_SOURCE PASSAGE_
^^^^^^^^^^^^^^^^

Songs from an American Movie Vol. Two: Good Time for a Bad Attitude is the fifth studio album by Everclear, released on November 21, 2000. They recorded Vol. One and Vol. Two in the same year and released them only a few months apart.  Both albums are loose concept albums inspired by Art Alexakis' second divorce. The first one is more pop-based and melodic, the second angrier with a more punk/hard rock sound. It also focuses more on the destruction of relationships in its lyrical content.

The album debuted at #66 on the Billboard charts, a disappointment compared to Vol. One's top-ten debut. Furthermore, it does not have a certification from the RIAA, while Vol. One was certified Platinum. However, Vol. Two was certified Gold in Canada in February 2001. None of the singles received any significant airplay on radio or MTV.
 
"When It All Goes Wrong Again", "Out of My Depth," and "Rock Star" were released as singles from this album. "When It All Goes Wrong Again" was featured on the soundtrack for the 2001 film Antitrust starring Ryan Phillippe while "Rock Star" was featured for the 2001 film of the same name starring Mark Wahlberg.

^^^^^^^^^^^^^^^^

_RECORDS_
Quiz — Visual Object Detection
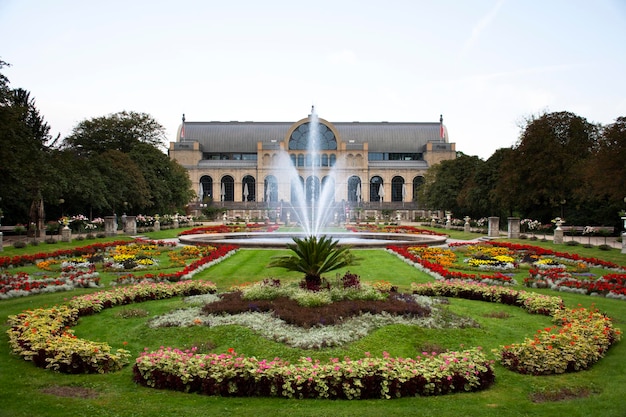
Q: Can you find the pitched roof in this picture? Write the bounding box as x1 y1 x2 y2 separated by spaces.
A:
177 119 448 152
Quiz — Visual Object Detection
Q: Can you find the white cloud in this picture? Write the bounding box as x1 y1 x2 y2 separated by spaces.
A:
461 0 504 56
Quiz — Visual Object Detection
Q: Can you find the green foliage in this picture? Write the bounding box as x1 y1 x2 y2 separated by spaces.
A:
268 235 357 288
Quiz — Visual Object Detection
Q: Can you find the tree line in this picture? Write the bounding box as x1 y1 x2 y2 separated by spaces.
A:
419 111 626 231
0 60 195 224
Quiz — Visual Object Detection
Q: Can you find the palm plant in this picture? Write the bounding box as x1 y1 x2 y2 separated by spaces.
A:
269 236 358 289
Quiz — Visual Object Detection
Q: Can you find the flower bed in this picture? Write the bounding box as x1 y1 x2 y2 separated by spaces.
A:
411 282 621 375
178 223 278 236
387 241 626 300
133 348 495 399
113 245 239 285
524 267 626 300
0 269 100 300
346 223 446 236
387 245 517 285
7 281 216 374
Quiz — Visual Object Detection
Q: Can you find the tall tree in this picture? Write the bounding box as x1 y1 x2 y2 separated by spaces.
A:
65 111 166 154
129 143 195 213
578 117 626 229
420 154 483 216
496 112 597 221
0 72 54 223
460 148 512 218
64 111 194 214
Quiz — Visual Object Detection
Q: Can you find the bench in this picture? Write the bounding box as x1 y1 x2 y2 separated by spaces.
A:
561 226 615 235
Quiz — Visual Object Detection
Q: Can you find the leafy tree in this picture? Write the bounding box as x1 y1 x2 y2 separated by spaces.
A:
462 148 512 218
496 112 597 221
420 154 484 215
65 111 166 154
92 150 150 213
129 143 195 213
269 236 357 290
64 112 195 213
0 67 55 223
577 117 626 226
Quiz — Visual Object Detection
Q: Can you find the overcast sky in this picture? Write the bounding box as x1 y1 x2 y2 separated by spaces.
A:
0 0 626 159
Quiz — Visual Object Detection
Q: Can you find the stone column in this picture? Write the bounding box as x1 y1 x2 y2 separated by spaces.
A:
507 217 520 239
487 217 500 237
620 218 626 253
104 216 117 236
553 218 565 245
124 216 137 236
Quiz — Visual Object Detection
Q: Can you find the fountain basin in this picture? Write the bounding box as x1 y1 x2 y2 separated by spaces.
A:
179 232 447 249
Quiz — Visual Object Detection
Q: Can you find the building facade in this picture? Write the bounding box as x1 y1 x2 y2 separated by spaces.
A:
169 109 456 218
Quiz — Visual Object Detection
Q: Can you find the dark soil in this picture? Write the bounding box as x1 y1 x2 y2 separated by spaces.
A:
202 291 430 328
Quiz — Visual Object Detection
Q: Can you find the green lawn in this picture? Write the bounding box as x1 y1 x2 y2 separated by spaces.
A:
0 234 626 417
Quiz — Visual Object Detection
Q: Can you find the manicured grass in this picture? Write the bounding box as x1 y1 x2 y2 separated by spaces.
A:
0 236 626 417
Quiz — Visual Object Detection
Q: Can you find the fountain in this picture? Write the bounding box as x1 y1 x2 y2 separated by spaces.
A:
275 106 341 236
180 106 446 248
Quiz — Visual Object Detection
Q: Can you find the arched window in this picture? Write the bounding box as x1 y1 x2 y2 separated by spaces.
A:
370 176 385 202
289 122 337 151
291 177 305 206
198 175 213 202
391 176 406 201
413 175 424 202
304 175 320 203
220 175 235 201
263 175 278 203
241 175 256 201
348 175 363 203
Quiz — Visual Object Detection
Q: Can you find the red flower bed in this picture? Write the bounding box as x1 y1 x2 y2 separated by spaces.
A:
346 223 446 236
178 223 278 236
0 239 151 269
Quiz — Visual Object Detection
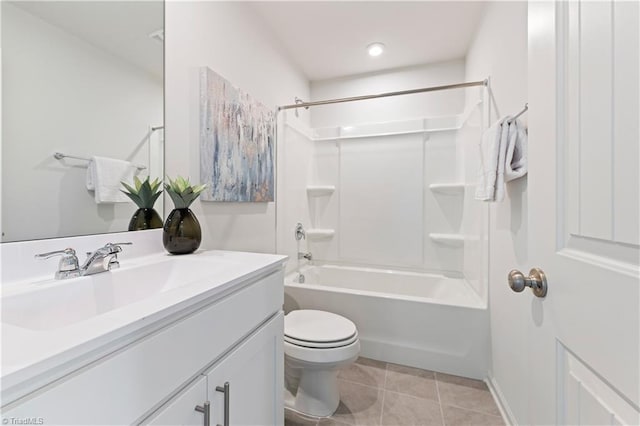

^^^^^^^^^^^^^^^^

Reproduce the passage from the album text verbatim, starting at "Songs from an" and ending at "radio or MTV.".

Songs from an American Movie Vol. Two: Good Time for a Bad Attitude is the fifth studio album by Everclear, released on November 21, 2000. They recorded Vol. One and Vol. Two in the same year and released them only a few months apart.  Both albums are loose concept albums inspired by Art Alexakis' second divorce. The first one is more pop-based and melodic, the second angrier with a more punk/hard rock sound. It also focuses more on the destruction of relationships in its lyrical content.

The album debuted at #66 on the Billboard charts, a disappointment compared to Vol. One's top-ten debut. Furthermore, it does not have a certification from the RIAA, while Vol. One was certified Platinum. However, Vol. Two was certified Gold in Canada in February 2001. None of the singles received any significant airplay on radio or MTV.